**Task instructions:** Send back every record exactly.

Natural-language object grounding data
# # # # # # #

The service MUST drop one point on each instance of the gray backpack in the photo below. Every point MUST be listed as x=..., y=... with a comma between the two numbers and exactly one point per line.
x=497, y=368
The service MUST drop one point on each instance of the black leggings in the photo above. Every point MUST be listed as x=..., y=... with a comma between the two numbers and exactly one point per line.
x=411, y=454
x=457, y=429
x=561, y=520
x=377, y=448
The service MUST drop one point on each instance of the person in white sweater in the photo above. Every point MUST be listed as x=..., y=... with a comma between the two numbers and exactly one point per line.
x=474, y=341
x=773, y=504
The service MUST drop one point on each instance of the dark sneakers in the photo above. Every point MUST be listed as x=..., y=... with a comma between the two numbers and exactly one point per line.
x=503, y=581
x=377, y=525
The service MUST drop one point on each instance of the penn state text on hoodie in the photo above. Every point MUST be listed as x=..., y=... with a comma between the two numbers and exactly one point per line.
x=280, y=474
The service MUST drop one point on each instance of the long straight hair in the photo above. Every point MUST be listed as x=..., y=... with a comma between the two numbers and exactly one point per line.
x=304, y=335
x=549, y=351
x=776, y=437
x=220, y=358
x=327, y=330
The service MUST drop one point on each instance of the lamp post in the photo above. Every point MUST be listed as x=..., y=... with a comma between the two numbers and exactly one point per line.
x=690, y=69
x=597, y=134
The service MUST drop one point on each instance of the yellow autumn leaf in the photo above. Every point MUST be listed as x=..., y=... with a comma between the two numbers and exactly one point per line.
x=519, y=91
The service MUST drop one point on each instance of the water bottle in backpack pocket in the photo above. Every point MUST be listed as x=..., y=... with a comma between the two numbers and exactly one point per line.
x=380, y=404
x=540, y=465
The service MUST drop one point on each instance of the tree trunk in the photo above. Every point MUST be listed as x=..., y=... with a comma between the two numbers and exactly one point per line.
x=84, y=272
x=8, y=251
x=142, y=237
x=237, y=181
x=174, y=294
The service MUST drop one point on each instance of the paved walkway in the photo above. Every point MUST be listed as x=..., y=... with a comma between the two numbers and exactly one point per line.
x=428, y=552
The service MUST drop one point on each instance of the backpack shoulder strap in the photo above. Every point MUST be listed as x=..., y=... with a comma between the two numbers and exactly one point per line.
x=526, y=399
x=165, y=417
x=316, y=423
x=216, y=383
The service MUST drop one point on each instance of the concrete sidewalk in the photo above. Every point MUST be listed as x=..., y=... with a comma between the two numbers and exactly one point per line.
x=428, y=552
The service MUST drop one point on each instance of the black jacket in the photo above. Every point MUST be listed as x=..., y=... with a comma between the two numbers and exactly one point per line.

# # # # # # #

**Solution for this task:**
The service MUST drop one point on each instance of the gray backpack in the photo below. Every point MUST be listed as x=..., y=... with a comma between the two numbers and exactly one point per line.
x=497, y=368
The service MUST drop one point on each instance of the black leggings in the photo above. Every point MUST be listed as x=..., y=... with a comma between the two numbers and exactly one point per line.
x=411, y=454
x=457, y=429
x=561, y=520
x=377, y=448
The service MUST drop one point on each instance of the person in white sweater in the photo above. Every point MUST be listed as x=..., y=... with a comma between the two numbers and exactly one point per line.
x=474, y=341
x=773, y=504
The service MUST drop one point on each instance of the dark sneakers in the photo above. Every point MUST be listed as x=..., y=... with a comma between the two numbers and exactly one point per line.
x=503, y=581
x=377, y=525
The service MUST drop one point on each instance of the penn state text on hoodie in the photo above. Every point MUST be listed as x=..., y=... with a comma between the two numbers and exactly one point per line.
x=280, y=474
The service MUST drop one point on each instance of the long straight hair in the photo above. Every point MUST be listed as x=..., y=... with a comma between the two numbers and exactly one point per line.
x=304, y=335
x=549, y=351
x=776, y=437
x=220, y=358
x=327, y=330
The service MUST drop one point on each instance of the lamp post in the photo above. Every point MUST be listed as x=..., y=... with a comma between the two numbers and exactly one point per line.
x=690, y=69
x=597, y=134
The service MUST drop one point on each instance of the yellow autumn leaf in the photo above. Every point MUST be listed as x=..., y=... with a comma between the two numbers and exactly one point per line.
x=519, y=91
The service MUST drop one point on each instance of the water bottle in backpack pocket in the photo above. Every point MUST be listed as x=..., y=... with a comma between the two numbers and exactly one point per line.
x=380, y=404
x=540, y=465
The service MUST drop one point on each instance of the tree trunk in the photo above. Every point MUST be listed as x=..., y=... with a comma between the two numbers and exactly one point per line.
x=84, y=272
x=8, y=251
x=142, y=237
x=237, y=181
x=174, y=294
The service MUST drop one point on each instance of the paved walkway in the photo above. Every point MUST be listed as x=..., y=... with a comma between the two numbers and exactly one point per line.
x=428, y=552
The service MUST drop one point on each instance of the backpack shoulder strap in the photo above. Every point MUST be listed as x=..., y=... with a comma between the two numbers and exactly one point per line.
x=526, y=399
x=165, y=417
x=316, y=423
x=216, y=383
The service MUST drop one point on each instance of the concrete sidewalk in the photo above. Every point MUST be listed as x=..., y=... with a comma between the two numbers and exactly one point per line.
x=428, y=552
The service MUST drop one point on each instance of the black jacket in the photo above. Every point MUST be listed as x=..., y=... with a comma between the two numbers and exactly one point per line.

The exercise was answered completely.